**DESCRIPTION OF THE TASK**
Retype every entry below without altering anything.

DATA TO PROCESS below:

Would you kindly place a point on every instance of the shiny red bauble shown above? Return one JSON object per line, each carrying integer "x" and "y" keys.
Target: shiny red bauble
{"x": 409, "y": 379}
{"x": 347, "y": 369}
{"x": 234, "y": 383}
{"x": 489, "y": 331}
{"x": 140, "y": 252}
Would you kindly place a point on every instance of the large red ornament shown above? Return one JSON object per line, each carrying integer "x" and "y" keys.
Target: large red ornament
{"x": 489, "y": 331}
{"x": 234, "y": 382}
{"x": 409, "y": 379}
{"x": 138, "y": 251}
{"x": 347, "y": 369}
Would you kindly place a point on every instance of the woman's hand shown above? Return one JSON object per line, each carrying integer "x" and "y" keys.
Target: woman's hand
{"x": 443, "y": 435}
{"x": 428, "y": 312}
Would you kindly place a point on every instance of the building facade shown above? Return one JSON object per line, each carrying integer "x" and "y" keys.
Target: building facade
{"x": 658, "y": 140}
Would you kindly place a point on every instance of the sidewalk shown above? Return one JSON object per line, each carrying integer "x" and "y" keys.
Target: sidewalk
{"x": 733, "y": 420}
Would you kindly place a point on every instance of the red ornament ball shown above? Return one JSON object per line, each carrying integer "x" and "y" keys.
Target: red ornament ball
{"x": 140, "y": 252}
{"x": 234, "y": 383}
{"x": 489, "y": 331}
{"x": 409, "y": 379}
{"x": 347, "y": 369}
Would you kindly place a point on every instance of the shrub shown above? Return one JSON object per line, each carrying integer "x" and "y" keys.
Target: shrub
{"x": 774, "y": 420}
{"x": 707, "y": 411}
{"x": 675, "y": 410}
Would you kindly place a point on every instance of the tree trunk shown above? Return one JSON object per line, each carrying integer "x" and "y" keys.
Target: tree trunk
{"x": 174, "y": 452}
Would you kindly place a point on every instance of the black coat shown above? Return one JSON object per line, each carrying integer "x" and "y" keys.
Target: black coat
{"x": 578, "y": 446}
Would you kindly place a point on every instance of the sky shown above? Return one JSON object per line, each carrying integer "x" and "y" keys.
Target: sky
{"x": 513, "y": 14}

End of DATA TO PROCESS.

**ANSWER TO THIS TASK**
Would you kindly place a point on every instance of the shiny red bauble shown above? Return one JSON object per line, each carrying integer "x" and "y" keys.
Target: shiny red bauble
{"x": 409, "y": 379}
{"x": 347, "y": 369}
{"x": 234, "y": 383}
{"x": 489, "y": 331}
{"x": 140, "y": 252}
Would you kindly place a point on every instance of the large red ornament shown above? Return one JSON object per line, each carrying integer "x" and "y" keys.
Target: large red ornament
{"x": 489, "y": 331}
{"x": 234, "y": 382}
{"x": 409, "y": 379}
{"x": 138, "y": 251}
{"x": 347, "y": 369}
Would you kindly place a point on every instance of the woman's hand shown above? Return one JSON object per line, each carrying integer "x" and "y" keys.
Target: woman's hand
{"x": 443, "y": 435}
{"x": 428, "y": 312}
Would you kindly place a point on every instance of the building facade shown above? Return one JSON object per line, each carrying integer "x" and "y" keys.
Target: building facade
{"x": 658, "y": 140}
Would you kindly place a point on every instance of the sidewalk shown above? Return one JSON object per line, each carrying integer "x" and "y" keys.
Target: sidewalk
{"x": 733, "y": 420}
Would you kindly place a point on every instance of the red ornament ball shown above? Return one JSON object per line, each carrying integer "x" and "y" keys.
Target: red ornament ball
{"x": 140, "y": 252}
{"x": 234, "y": 383}
{"x": 489, "y": 331}
{"x": 409, "y": 379}
{"x": 347, "y": 369}
Would you kindly place a point on every instance of the shrub shown above? Return one JSON object per line, each carrying integer "x" and "y" keys.
Target: shrub
{"x": 774, "y": 420}
{"x": 707, "y": 411}
{"x": 675, "y": 410}
Would you kindly place a point on every instance of the tree trunk shown above? Return one JSON object per line, each carrying integer "x" and "y" keys.
Target: tree trunk
{"x": 174, "y": 452}
Would you kindly place a point on every instance of the black coat shown above? Return one JSON object per line, each carrying integer "x" and "y" keys.
Target: black coat
{"x": 578, "y": 446}
Would you kindly place a point on every instance of the sky shown above? Return one JSON object per line, each carrying integer "x" and "y" keys.
Target: sky
{"x": 513, "y": 14}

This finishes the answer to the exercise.